Supplied passage
● ● ● ●

I’ve run out of necessity enough in the last 40 years to have lost all desire to do it for pleasure. And besides, I’ve been at war with mainstream sports ever since I learned that the truly enjoyable competitions aren’t good for losing weight. I’m talking about darts, billiards, chess, or, when I’m in extraordinary shape, pétanque.

January is a month of almost obsessive-compulsive exercise. Suddenly, guys who were used to double cheeseburgers are switching to mixed salads, walking to work, and joining badminton academies on weekends, as if it were perfectly normal to spend Saturday hitting a feathered ball that flies up high and comes down in a whirlwind.

Perhaps it’s because of my own weight, or other people’s, or because the Winter Olympics are coming up, but lately my friends have been inviting me to try strange sports. Just the other day, they suggested I play tennis. A few weeks ago, they suggested swimming down a river. And a few days before that, they suggested I participate in a beginner’s taekwondo championship. What have I done to deserve this?

Tennis is the most mundane sport in the world after weightlifting, which consists of coating your hands in chalk and causing one or more hernias with the sole aid of a barbell with two heavy weights at the ends.

● ● ● ●

Extracted entries

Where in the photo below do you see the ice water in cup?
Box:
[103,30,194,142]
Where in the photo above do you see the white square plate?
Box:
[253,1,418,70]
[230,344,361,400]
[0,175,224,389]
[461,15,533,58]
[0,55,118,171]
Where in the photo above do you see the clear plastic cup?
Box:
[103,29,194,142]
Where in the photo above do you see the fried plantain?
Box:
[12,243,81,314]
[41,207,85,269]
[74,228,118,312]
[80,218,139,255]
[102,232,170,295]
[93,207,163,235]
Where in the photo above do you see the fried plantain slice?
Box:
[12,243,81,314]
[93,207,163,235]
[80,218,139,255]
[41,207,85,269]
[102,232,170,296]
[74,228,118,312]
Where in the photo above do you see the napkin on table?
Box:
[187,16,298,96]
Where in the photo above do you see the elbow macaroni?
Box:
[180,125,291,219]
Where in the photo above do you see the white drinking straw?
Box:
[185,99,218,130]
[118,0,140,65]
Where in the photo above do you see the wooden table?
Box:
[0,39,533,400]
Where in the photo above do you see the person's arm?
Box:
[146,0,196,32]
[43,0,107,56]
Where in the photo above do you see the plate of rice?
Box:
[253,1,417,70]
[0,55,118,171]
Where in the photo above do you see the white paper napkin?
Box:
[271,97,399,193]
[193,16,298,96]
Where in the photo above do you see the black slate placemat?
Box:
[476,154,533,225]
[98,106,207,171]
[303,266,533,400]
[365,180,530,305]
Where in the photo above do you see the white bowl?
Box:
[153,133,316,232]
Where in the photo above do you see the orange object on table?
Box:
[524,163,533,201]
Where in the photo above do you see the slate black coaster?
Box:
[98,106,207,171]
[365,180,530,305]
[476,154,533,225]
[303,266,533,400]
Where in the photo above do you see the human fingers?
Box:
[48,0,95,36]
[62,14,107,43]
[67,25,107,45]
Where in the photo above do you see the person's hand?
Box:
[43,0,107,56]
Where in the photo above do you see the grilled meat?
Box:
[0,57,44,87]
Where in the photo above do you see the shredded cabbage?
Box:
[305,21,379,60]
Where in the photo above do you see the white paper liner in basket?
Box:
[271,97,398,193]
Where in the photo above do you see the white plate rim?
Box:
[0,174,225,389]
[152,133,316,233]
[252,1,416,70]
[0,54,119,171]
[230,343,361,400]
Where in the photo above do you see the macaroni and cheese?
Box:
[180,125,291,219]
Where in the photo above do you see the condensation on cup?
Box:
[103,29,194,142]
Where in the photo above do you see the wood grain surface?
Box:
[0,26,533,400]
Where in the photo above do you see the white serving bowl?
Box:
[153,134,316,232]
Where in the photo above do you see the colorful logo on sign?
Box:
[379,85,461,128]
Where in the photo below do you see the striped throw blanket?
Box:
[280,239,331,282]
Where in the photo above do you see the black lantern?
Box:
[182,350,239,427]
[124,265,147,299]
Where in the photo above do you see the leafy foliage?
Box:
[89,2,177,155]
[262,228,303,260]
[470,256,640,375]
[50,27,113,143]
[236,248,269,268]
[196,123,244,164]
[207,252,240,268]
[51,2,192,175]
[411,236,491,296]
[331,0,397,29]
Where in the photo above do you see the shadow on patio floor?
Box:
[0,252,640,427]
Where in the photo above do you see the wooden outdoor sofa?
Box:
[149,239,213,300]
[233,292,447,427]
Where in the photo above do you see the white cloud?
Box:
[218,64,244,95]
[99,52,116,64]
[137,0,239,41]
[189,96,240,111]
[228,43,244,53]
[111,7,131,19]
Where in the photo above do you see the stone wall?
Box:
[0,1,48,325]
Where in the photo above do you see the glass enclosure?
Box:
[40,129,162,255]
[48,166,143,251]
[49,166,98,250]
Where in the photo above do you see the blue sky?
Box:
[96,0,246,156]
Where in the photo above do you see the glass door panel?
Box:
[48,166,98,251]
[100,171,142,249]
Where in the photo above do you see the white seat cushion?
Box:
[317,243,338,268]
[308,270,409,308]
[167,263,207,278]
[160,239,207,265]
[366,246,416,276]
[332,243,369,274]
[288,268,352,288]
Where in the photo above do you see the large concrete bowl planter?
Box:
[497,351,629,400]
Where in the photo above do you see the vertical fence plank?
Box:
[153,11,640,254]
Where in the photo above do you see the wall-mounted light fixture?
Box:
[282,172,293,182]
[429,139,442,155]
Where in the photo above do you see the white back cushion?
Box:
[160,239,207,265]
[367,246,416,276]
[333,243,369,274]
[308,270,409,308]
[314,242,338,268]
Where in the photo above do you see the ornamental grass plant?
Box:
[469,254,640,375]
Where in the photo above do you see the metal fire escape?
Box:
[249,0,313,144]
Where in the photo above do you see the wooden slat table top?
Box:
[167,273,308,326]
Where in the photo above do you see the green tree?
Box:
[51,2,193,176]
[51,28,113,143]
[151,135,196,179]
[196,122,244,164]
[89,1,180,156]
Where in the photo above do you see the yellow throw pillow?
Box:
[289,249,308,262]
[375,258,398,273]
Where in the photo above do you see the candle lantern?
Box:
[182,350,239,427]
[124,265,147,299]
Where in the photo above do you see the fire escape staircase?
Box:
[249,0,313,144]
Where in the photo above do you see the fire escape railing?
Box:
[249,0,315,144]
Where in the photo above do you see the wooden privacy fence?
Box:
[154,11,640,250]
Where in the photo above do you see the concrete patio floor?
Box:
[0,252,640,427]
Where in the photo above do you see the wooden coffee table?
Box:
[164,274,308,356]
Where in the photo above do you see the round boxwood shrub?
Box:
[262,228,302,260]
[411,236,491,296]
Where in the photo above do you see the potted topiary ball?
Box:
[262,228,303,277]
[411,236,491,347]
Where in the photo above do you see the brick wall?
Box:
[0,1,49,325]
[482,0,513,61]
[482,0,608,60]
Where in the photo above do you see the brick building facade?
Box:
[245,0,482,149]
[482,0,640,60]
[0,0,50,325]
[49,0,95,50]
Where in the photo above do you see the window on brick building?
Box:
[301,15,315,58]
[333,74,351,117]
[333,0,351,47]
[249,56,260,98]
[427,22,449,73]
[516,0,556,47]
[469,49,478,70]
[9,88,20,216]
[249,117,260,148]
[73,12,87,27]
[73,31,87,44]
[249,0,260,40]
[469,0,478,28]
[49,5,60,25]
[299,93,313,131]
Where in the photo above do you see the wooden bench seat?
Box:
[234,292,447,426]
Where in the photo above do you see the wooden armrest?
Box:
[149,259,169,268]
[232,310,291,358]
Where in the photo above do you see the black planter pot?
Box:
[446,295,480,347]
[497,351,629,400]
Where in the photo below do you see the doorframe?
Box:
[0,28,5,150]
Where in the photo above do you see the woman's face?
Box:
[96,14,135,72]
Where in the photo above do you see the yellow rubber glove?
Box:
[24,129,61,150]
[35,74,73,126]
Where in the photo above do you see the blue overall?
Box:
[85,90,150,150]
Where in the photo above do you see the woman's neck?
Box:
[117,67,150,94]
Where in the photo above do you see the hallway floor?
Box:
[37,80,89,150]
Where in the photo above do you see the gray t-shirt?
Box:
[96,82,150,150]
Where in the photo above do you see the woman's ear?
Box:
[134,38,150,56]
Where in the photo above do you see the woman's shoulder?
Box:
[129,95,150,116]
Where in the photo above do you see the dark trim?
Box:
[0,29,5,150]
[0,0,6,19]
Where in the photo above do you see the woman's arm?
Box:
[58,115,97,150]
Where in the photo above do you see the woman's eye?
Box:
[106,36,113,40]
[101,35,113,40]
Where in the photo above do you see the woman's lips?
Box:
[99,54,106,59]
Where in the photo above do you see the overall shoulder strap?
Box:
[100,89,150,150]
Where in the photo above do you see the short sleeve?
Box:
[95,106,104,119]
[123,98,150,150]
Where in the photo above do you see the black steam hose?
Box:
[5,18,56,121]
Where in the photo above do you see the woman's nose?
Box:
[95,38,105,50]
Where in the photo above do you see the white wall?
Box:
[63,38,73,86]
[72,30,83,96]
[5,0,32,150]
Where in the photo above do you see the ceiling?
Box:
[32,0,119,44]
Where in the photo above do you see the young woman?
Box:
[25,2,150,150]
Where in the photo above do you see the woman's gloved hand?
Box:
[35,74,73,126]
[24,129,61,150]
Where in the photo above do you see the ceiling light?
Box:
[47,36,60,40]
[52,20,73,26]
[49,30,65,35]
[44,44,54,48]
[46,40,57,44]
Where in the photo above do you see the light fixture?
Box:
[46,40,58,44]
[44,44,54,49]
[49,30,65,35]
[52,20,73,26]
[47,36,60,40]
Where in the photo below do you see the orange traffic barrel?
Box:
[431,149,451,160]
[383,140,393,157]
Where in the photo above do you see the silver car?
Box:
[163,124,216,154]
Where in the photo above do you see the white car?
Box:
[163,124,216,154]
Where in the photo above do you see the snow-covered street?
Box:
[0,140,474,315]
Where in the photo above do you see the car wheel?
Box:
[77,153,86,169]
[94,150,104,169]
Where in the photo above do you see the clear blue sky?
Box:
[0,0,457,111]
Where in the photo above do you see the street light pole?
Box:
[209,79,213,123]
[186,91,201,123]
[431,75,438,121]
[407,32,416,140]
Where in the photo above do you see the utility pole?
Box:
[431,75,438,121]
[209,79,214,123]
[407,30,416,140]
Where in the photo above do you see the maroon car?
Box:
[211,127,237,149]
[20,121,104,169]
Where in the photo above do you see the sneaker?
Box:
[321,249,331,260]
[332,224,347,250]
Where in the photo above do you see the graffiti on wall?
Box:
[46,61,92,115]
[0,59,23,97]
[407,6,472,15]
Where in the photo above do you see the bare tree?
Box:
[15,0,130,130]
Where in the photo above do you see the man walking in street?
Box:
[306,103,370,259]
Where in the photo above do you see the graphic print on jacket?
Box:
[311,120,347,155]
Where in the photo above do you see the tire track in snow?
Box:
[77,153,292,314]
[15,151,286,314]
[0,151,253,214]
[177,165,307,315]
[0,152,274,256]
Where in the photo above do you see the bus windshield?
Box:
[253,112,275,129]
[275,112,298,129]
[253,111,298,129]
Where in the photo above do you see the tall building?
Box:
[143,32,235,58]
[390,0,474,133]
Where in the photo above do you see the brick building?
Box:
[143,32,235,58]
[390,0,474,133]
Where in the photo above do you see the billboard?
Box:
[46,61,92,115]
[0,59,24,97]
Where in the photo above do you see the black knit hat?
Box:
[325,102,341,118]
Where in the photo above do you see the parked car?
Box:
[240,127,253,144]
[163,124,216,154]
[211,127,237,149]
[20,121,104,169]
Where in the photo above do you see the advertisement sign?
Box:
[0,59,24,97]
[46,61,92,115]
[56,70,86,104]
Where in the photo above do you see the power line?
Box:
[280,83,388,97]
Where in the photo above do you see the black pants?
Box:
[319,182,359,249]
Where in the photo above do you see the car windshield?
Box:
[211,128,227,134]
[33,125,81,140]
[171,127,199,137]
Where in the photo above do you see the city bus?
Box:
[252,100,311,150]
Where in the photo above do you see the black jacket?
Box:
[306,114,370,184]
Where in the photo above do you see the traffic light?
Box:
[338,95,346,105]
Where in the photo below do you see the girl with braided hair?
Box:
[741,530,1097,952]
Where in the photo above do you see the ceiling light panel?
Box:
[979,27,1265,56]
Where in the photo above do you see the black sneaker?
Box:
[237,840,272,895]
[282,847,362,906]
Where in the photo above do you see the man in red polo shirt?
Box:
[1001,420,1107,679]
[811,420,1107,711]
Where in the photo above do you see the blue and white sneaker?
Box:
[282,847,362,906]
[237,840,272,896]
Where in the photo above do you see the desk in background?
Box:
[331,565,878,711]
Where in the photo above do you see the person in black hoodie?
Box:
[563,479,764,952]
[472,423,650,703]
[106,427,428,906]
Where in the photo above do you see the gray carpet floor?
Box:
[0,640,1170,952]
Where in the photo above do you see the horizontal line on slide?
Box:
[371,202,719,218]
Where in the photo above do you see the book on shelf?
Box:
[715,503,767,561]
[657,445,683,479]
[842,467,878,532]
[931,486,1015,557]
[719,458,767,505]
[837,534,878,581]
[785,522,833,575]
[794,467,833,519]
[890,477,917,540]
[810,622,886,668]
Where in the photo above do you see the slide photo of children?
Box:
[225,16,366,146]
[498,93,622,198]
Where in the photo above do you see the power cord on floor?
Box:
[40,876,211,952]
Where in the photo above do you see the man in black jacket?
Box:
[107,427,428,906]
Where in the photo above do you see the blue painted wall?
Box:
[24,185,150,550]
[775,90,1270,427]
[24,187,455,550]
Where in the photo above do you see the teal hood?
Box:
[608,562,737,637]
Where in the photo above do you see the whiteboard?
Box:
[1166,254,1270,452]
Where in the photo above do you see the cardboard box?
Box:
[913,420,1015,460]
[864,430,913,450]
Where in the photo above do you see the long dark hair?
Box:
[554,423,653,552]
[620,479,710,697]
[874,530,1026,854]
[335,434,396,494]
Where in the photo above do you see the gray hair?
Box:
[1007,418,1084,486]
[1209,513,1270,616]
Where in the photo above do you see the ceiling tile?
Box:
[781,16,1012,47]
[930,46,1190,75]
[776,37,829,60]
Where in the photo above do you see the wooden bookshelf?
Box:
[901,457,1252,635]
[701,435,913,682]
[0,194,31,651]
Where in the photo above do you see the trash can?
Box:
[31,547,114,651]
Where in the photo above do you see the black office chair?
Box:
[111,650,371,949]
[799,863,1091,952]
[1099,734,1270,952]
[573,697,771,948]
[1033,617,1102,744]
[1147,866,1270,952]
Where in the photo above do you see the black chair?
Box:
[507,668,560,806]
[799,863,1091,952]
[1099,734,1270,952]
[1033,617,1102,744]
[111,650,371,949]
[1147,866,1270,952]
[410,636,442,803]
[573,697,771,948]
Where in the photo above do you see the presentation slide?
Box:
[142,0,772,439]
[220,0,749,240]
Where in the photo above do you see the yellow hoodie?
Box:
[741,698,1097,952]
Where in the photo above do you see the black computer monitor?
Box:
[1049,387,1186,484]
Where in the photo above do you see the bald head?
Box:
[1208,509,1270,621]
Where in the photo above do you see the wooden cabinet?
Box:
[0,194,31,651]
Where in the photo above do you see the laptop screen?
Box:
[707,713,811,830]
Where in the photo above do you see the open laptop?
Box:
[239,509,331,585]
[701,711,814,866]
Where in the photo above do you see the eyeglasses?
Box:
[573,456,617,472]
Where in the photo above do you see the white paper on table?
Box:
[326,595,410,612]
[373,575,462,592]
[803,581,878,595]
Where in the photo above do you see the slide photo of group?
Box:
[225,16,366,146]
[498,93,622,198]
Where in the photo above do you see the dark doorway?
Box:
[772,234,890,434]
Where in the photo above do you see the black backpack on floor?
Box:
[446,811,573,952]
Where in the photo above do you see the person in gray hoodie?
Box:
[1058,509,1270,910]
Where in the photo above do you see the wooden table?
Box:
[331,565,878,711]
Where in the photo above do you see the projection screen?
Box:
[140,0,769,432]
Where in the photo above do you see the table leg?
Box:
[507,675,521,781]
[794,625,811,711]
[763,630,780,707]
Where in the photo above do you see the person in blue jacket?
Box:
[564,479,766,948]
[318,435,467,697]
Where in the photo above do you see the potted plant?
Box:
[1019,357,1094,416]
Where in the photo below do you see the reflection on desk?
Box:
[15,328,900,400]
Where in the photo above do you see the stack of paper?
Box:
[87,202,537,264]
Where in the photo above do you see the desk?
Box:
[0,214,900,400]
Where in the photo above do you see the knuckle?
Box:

● ● ● ●

Goals
(1) Decide whether each statement agrees with the passage on sports and exercise: (a) The writer holds that the truly enjoyable competitions do not help with losing weight. (b) Friends suggested swimming across a lake. (c) January is described as a month of almost obsessive-compulsive exercise. Answer yes or no for each, quoting the deciding words.
(2) Reproduce the stretch of the passage on sports and exercise from "Perhaps it’s because" through "to deserve this?", switching "taekwondo" to "judo".

Task answers
(1)
(a) Yes: "the truly enjoyable competitions aren’t good for losing weight"
(b) No: "they suggested swimming down a river"
(c) Yes: "January is a month of almost obsessive-compulsive exercise"

(2)
Perhaps it’s because of my own weight, or other people’s, or because the Winter Olympics are coming up, but lately my friends have been inviting me to try strange sports. Just the other day, they suggested I play tennis. A few weeks ago, they suggested swimming down a river. And a few days before that, they suggested I participate in a beginner’s judo championship. What have I done to deserve this?